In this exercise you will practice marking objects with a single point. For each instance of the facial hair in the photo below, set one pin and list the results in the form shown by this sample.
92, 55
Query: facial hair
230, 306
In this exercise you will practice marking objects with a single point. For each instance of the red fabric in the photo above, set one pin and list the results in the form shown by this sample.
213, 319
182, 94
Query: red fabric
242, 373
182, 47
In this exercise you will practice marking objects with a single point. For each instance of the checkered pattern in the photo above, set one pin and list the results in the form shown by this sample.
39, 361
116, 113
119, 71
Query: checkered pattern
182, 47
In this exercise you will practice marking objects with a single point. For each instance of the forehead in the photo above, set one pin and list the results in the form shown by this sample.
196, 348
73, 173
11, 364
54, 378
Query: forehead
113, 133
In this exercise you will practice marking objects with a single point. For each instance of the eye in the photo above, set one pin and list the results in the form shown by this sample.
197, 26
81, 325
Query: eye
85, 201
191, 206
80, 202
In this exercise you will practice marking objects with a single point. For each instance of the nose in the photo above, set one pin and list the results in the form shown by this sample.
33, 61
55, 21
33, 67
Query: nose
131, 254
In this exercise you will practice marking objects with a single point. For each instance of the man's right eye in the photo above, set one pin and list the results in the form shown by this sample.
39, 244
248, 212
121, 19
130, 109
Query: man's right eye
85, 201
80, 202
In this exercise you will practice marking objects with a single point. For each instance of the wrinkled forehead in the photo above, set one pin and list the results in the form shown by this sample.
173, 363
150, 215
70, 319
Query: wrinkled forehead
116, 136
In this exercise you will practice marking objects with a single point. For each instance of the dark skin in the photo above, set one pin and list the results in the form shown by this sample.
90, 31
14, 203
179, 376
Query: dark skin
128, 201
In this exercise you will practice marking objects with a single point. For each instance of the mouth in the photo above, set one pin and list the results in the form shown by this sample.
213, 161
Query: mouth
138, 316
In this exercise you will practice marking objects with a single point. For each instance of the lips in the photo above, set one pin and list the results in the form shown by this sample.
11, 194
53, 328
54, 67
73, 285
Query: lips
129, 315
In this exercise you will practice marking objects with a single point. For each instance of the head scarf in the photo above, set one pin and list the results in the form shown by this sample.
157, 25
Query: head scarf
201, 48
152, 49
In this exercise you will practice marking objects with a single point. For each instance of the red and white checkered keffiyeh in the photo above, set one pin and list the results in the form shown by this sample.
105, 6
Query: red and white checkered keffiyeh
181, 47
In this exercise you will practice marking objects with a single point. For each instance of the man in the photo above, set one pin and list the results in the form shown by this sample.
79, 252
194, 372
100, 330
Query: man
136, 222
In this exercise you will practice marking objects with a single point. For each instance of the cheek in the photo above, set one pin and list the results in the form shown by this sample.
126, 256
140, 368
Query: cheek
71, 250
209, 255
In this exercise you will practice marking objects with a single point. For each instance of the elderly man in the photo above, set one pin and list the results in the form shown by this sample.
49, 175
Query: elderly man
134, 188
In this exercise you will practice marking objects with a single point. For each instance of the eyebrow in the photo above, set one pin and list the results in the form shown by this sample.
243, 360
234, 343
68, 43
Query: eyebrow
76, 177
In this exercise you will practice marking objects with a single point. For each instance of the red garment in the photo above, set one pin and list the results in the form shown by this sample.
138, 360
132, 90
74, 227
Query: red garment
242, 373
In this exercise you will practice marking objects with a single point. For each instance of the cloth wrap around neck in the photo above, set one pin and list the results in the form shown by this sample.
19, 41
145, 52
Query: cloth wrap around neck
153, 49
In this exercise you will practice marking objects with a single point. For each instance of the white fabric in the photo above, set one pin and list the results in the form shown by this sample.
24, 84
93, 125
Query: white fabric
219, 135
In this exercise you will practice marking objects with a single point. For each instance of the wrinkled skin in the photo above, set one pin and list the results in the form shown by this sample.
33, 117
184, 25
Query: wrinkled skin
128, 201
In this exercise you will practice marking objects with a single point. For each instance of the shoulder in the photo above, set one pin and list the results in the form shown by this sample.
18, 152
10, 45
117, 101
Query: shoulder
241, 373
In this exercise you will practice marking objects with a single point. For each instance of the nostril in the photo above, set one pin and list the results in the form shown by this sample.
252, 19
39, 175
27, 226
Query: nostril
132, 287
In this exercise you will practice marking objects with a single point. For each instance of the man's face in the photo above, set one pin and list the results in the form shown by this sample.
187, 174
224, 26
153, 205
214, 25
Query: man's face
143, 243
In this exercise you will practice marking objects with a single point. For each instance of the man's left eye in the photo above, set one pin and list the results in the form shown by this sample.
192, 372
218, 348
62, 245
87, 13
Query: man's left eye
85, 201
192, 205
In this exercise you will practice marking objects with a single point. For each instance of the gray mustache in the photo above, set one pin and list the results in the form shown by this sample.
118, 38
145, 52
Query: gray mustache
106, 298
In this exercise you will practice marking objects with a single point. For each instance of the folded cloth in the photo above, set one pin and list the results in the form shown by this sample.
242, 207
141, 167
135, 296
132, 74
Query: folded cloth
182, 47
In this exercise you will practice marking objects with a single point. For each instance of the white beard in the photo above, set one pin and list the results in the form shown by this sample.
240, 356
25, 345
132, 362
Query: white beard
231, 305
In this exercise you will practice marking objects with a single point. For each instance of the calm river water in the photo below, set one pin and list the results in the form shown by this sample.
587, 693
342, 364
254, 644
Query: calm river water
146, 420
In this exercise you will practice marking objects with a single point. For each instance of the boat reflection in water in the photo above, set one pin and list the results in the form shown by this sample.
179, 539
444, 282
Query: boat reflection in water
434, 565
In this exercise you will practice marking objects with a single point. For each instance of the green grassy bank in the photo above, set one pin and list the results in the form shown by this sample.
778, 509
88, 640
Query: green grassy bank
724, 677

**Exercise**
Swap "set one pin" for "place one marker" everywhere it occurs in the listing, and reproduce the whole listing with everything else unchanged.

**Result of this task**
In this exercise you will practice marking objects with a single point. For each instance of the facial hair in the photo below, place one marker and list the results in the form shown by this sample.
92, 55
Query: facial hair
230, 306
In this exercise you will practice marking objects with a single point. For each instance of the red fabric in the photo above, place one marker and list the results in the form shown by this sample.
213, 319
182, 94
Query: red fabric
242, 373
182, 47
In this exercise you will practice marking objects with a single point. For each instance of the checkered pattern in the photo above, place one marker and list the results in the form shown by this sample.
39, 361
116, 113
119, 71
Query: checkered pattern
182, 47
In this exercise you will practice marking objects with a single point. For each instance of the forehead in the photo above, place one marker and list the results in the form shown by this sample.
196, 348
73, 173
11, 364
54, 378
Query: forehead
113, 133
In this exercise you will practice marking objects with a single point. For each instance of the eye in the photo above, place one marker and list the results in the form shown by this sample.
197, 26
81, 325
Query: eye
85, 201
191, 206
80, 202
In this exercise you will practice marking objects with a single point. For each instance of the nose in the photo above, place one marker and list the results in the form shown by this sample.
33, 61
55, 21
33, 67
Query: nose
131, 254
In this exercise you will practice marking objects with a single point. For each instance of the man's right eye in the photo above, place one marker and list the results in the form shown by this sample.
39, 244
248, 212
121, 19
130, 109
Query: man's right eye
85, 201
80, 202
In this exercise you will practice marking objects with a single point. For each instance of the wrinkled forehead in the photo above, place one marker and list the results in the form shown by this sample.
173, 363
150, 215
70, 319
Query: wrinkled forehead
116, 136
In this exercise you will practice marking objects with a single point. For each instance of the dark skin in the photo above, place one marker and list the results in the form shown by this sample.
90, 31
14, 203
179, 376
Query: dark skin
128, 201
In this exercise you will practice marking objects with a single point. For each instance of the mouth in the photo above, place one marker and list the results in the form shown by this sample.
213, 161
Query: mouth
138, 316
In this exercise you will practice marking objects with a single point. For each instance of the lips in the photo above, place one marker and list the results in the form shown by this sample.
11, 194
53, 328
54, 67
73, 285
Query: lips
129, 315
In this exercise you will practice marking objects with a single point. For each instance of the head scarf in the photo above, place one marker and list the results in the form shown by this sample.
157, 25
Query: head scarf
201, 48
152, 49
In this exercise you will practice marking objects with a single point. For each instance of the red and white checkered keffiyeh in the photo above, place one marker and list the results in the form shown by this sample.
105, 6
Query: red and white checkered keffiyeh
181, 47
In this exercise you will practice marking objects with a single point. For each instance of the man in the photo above, place one marker and list the results in the form shown by this sample.
79, 252
194, 372
100, 330
Query: man
136, 222
In this exercise you will practice marking objects with a single point. For each instance of the cheek in the photo above, place one marker and list the results in the form shown by this sample.
126, 256
140, 368
Query: cheek
71, 250
209, 255
In this exercise you will practice marking objects with a single point. For each instance of the elderly man in the photo above, place one marker and list the results in the form shown by this sample.
49, 175
Query: elderly man
134, 188
In this exercise you will practice marking objects with a single point. For each instance of the eyebrow in the photo above, place one marker and list the results in the form shown by this sample.
243, 360
234, 343
68, 43
Query: eyebrow
76, 177
In this exercise you will practice marking objects with a single point. For each instance of the red garment in the photo above, place one marker and list the results in the form shown by this sample.
138, 360
132, 90
74, 227
Query: red garment
242, 373
In this exercise you will practice marking objects with a single point. For each instance of the cloth wrap around neck in the photo above, place one marker and list the results in the form shown by this sample.
19, 41
145, 52
Query: cloth wrap around neck
153, 49
In this exercise you will practice marking objects with a single point. For each instance of the white fabric in the photo above, place one marker and list the results in the form shown by this sample.
24, 84
93, 125
Query: white fabric
219, 135
In this exercise you will practice marking objects with a single point. For each instance of the wrinkled skin in the photo above, place one marker and list the results in the form shown by this sample.
33, 117
184, 25
Query: wrinkled skin
128, 201
In this exercise you will practice marking objects with a single point. For each instance of the shoulder in the photo above, place one marker and list the results in the form shown by this sample.
18, 152
10, 45
117, 101
Query: shoulder
241, 373
In this exercise you will practice marking objects with a single point. For each instance of the nostril in the photo above, place one marker and list the results in the form shown by this sample.
252, 19
39, 175
27, 226
Query: nostril
132, 287
In this exercise you will practice marking objects with a single point. For each instance of the man's face in the photo above, place one marker and list the results in the form shown by this sample.
187, 174
224, 26
153, 205
214, 25
Query: man's face
143, 243
In this exercise you will practice marking objects with a single point. For each instance of the man's left eye in the photo above, place one marker and list the results in the form shown by this sample.
192, 372
218, 348
62, 245
87, 13
Query: man's left eye
85, 201
192, 205
In this exercise you will practice marking objects with a single point. For each instance of the gray mustache in the photo above, place one marker and list the results in the form shown by this sample.
118, 38
145, 52
Query: gray mustache
106, 298
In this exercise you will practice marking objects with a single point. For each instance of the folded cloth in the photo above, place one marker and list the results in the form shown by this sample.
242, 207
141, 167
135, 296
132, 74
Query: folded cloth
182, 47
In this exercise you will practice marking objects with a single point. For each instance of the white beard in the photo above, place one marker and list the results in the form shown by this sample.
240, 356
25, 345
132, 362
Query: white beard
231, 305
In this exercise you will practice marking objects with a single point. For each instance of the calm river water in the photo below, place one marker and list the results in the form shown by this sample.
587, 693
342, 364
254, 644
Query: calm river water
146, 420
In this exercise you will practice marking objects with a single point. For each instance of the boat reflection in water in the photo above, place one marker and list the results in the form shown by this sample.
179, 539
444, 282
Query: boat reflection in water
434, 565
In this exercise you will practice marking objects with a single point. For each instance of the green grassy bank in the photo above, place one marker and list the results in the form shown by this sample.
778, 509
88, 640
Query: green grassy bank
724, 677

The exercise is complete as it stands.